- [EXTRAIT FOURNI]

Nous avons édité un guide de l'achat public « zéro déforestation » dont je fais la promotion dans ma tournée des régions et que je vous incite également à promouvoir. Cette stratégie nationale « Déforestation importée » trouvera un écho au niveau européen - ce sera un des gros dossiers portés lors de la présidence française début 2022.

L'Office français de la biodiversité, créé en janvier 2020, constitue avec ses 2 600 agents et son budget de 516 millions d'euros un outil performant, au plus près du terrain et des territoires. Cet organisme a bénéficié d'un budget supplémentaire de 85 millions d'euros au titre du plan de relance, qui lui permettra de lancer des appels à projets y compris en Outre-mer, avec un volet sur l'eau potable et l'assainissement. Nous travaillons actuellement sur son contrat d'objectifs et de performance, qui doit aboutir courant 2021. Un arbitrage devrait nous permettre de calmer l'inquiétude sur les effectifs, avec vingt équivalents temps plein (ETP) pour les parcs naturels marins et vingt autres pour les parcs nationaux.

- [DONNÉES ENREGISTRÉES]
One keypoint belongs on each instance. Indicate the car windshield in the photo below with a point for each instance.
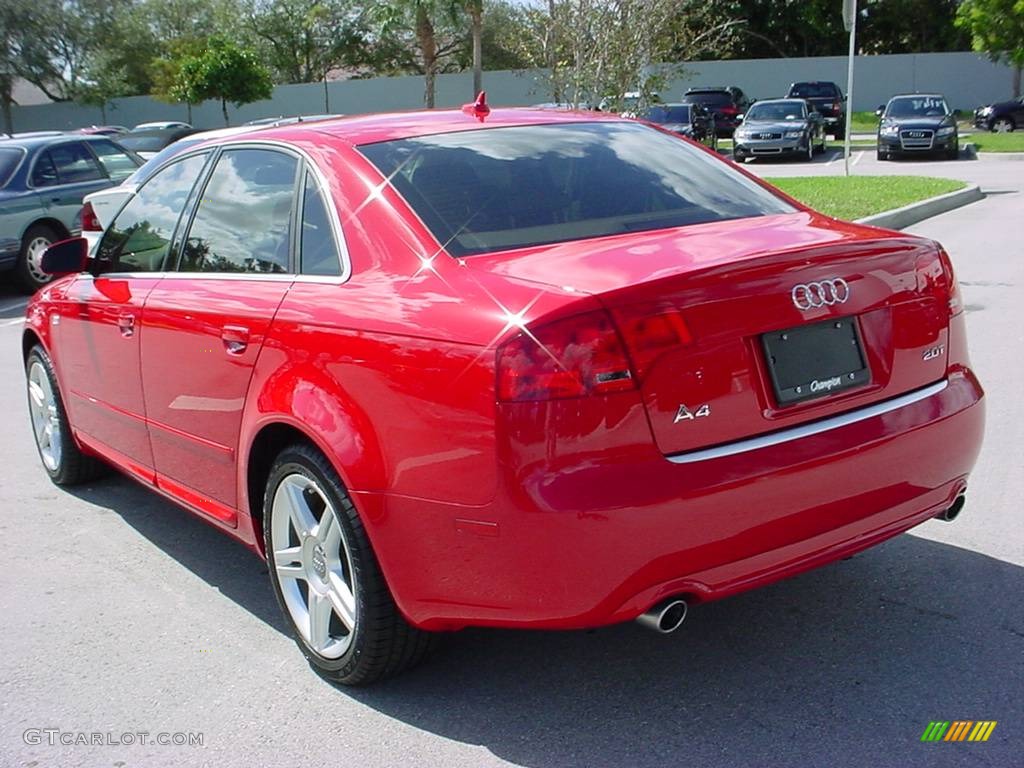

- [OBJECTIF] Reprenez, dans l'extrait sur la déforestation importée, le passage allant de « Nous avons édité » jusqu'à « française début 2022. », en substituant « manuel » à « guide ». Le matériau fourni n'est d'aucune utilité pour ce travail.

- [RÉPONSE ATTENDUE]
Nous avons édité un manuel de l'achat public « zéro déforestation » dont je fais la promotion dans ma tournée des régions et que je vous incite également à promouvoir. Cette stratégie nationale « Déforestation importée » trouvera un écho au niveau européen - ce sera un des gros dossiers portés lors de la présidence française début 2022.